## Task requirements
**A)** In the article on patience and investment success, rewrite the passage from "Investors need more" to "kind of advisory.", changing "insights" to "lessons".
**B)** According to the article on patience and investment success, over what length of time is staying in money markets called incredibly risky?
— START Document excerpt —
How patience drives value, and other boring concepts of investment success
by Joel LitmanProfessor Joel Litman is Chief Investment Strategist at Valens Research, a boutique data and consulting firm for Institutional Investors. He is the Founder of Altimetry Research, which provides data and publications to individuals and advisors. Visit valens-reseasrch.com
Allocating investments based on the “100 minus your age” rule? You’re likely leaving money on the table. Rules of thumb like this leave most with significant portfolio underperformance. Concepts like “conservative” or “aggressive” when applied to investors also make for terrible asset allocation decisions. The fact is, the concept of “risk” needs to be time-delimited and focused on not losing money.
With that in mind, over long periods of time, staying in money markets is incredibly risky. Over very short periods of time, equities are. One can certainly find relatively short periods of time that gold, bonds, or T-bills may outperform. However, nothing grows wealth like business ownership. The performance of equity returns aren’t even on the same planet as the others. Millions of dollars made in equities versus thousands or only hundreds in the common alternatives.
Investors need more than rules of thumb
Registered Investment Advisors (“RIAs”) make a living helping individuals invest with more refined strategies and far more effective strategies for asset allocation. Our work with RIAs has provided us some important insights into the world of this kind of advisory.
— END Document excerpt —
— START Dataset rows —
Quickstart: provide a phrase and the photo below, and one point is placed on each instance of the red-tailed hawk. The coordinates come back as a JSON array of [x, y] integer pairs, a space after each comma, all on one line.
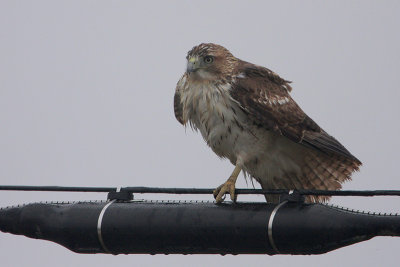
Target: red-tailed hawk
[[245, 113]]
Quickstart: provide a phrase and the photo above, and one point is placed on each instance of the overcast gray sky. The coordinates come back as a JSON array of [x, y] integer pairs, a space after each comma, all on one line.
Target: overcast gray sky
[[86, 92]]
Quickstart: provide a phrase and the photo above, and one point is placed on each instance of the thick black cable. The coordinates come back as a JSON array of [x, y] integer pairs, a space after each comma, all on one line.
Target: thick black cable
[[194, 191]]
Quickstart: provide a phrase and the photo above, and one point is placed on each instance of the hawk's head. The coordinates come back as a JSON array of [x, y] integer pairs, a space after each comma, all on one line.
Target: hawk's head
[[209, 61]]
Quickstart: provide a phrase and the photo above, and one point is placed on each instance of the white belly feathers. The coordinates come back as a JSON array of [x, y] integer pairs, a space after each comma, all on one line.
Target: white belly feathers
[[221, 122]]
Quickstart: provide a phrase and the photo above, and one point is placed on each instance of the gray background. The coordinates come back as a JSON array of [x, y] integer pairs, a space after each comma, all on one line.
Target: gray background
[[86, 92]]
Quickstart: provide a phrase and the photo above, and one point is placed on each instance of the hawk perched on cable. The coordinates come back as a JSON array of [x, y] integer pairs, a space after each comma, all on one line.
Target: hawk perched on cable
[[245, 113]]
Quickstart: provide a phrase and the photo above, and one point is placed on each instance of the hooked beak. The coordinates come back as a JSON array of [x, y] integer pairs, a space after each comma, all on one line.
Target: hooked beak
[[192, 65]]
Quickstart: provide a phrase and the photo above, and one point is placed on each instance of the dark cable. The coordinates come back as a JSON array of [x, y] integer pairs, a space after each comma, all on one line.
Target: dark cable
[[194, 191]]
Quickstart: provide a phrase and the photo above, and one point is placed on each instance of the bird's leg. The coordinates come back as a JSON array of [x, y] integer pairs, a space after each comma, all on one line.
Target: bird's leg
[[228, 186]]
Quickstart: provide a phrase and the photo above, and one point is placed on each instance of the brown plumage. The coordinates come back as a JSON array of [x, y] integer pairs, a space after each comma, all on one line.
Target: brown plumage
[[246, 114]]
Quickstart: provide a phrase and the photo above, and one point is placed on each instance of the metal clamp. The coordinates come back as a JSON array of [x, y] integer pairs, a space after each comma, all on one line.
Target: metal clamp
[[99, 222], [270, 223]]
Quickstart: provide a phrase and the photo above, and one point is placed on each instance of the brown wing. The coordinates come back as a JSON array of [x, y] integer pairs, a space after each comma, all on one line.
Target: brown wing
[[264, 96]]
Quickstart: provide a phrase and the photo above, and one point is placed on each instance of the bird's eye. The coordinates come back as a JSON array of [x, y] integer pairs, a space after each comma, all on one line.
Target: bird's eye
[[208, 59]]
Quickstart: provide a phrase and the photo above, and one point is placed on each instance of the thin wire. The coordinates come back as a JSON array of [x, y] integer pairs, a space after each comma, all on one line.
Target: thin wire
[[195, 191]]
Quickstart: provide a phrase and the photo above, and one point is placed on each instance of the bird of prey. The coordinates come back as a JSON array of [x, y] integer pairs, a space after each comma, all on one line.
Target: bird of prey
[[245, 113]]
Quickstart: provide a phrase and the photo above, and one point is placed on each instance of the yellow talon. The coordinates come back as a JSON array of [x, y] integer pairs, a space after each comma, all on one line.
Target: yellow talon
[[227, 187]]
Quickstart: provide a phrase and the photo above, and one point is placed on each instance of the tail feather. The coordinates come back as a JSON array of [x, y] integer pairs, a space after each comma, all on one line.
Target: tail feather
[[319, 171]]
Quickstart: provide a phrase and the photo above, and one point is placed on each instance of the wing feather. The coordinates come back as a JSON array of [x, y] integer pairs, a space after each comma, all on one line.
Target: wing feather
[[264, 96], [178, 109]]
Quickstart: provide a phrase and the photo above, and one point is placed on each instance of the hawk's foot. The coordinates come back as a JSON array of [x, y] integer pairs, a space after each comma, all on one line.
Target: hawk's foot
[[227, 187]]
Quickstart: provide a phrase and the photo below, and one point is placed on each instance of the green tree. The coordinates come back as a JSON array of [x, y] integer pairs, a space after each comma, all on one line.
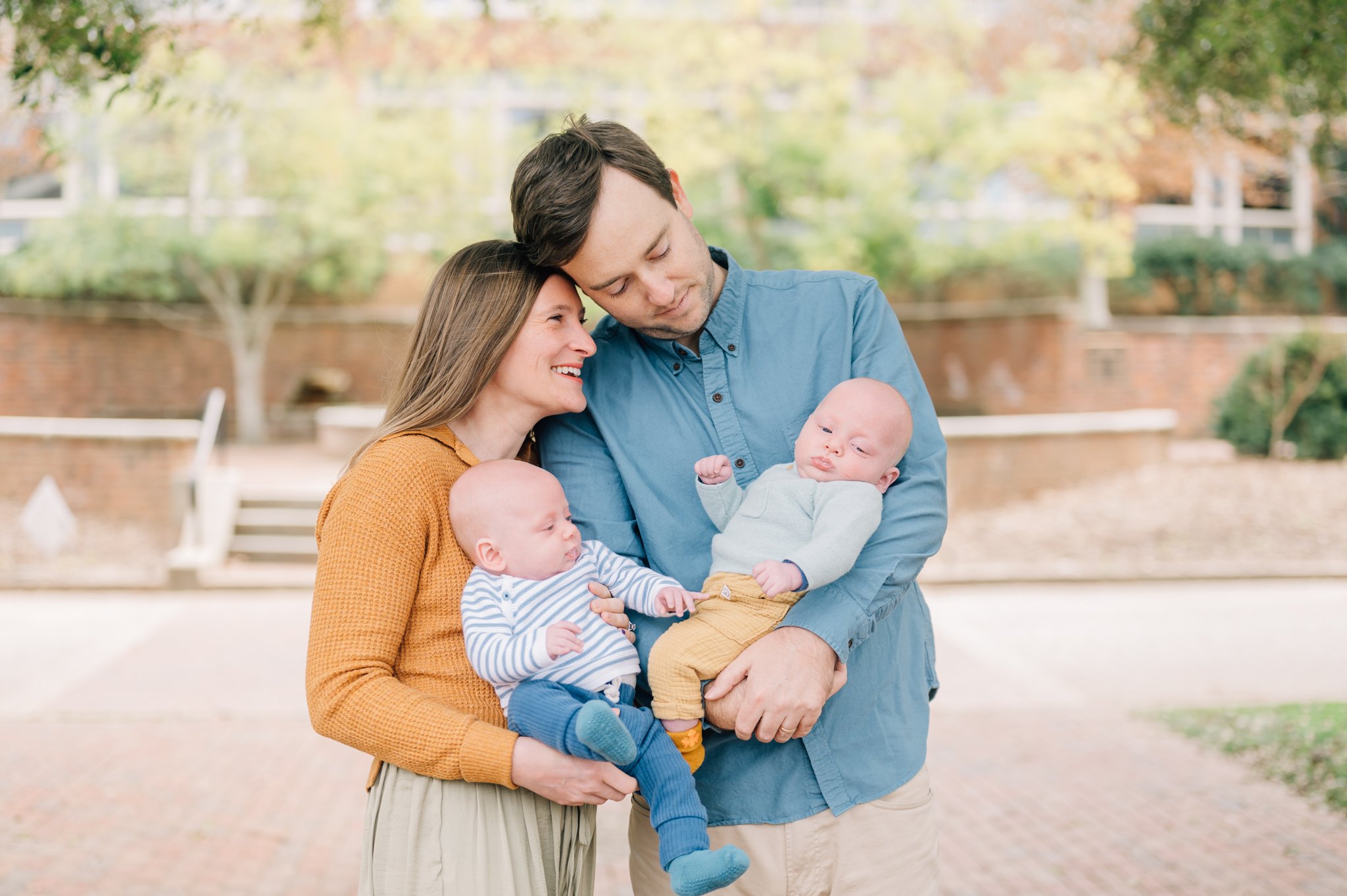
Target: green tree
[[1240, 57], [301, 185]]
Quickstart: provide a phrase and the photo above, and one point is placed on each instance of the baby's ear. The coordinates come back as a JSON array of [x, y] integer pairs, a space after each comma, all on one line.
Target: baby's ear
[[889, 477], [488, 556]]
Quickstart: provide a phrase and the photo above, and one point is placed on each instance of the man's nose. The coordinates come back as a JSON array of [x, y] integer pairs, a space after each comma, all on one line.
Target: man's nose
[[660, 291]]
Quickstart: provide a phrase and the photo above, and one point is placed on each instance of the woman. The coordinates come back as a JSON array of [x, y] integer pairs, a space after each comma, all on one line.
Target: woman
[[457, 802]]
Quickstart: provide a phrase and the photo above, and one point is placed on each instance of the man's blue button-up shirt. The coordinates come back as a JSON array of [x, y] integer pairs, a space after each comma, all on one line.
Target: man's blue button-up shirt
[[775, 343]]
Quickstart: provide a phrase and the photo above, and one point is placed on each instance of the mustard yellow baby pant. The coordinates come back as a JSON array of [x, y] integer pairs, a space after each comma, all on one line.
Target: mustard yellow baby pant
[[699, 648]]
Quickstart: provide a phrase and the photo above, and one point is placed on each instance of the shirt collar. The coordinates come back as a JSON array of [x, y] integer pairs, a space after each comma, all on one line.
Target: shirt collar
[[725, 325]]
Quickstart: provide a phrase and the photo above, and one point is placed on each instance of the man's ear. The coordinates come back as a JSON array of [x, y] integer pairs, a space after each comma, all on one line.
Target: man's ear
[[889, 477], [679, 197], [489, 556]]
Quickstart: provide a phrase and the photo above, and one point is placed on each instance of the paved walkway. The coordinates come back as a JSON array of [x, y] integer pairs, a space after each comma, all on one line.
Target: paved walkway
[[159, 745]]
— END Dataset rows —
## Solutions
**A)**
Investors need more than rules of thumb
Registered Investment Advisors (“RIAs”) make a living helping individuals invest with more refined strategies and far more effective strategies for asset allocation. Our work with RIAs has provided us some important lessons into the world of this kind of advisory.

**B)** Over long periods of time.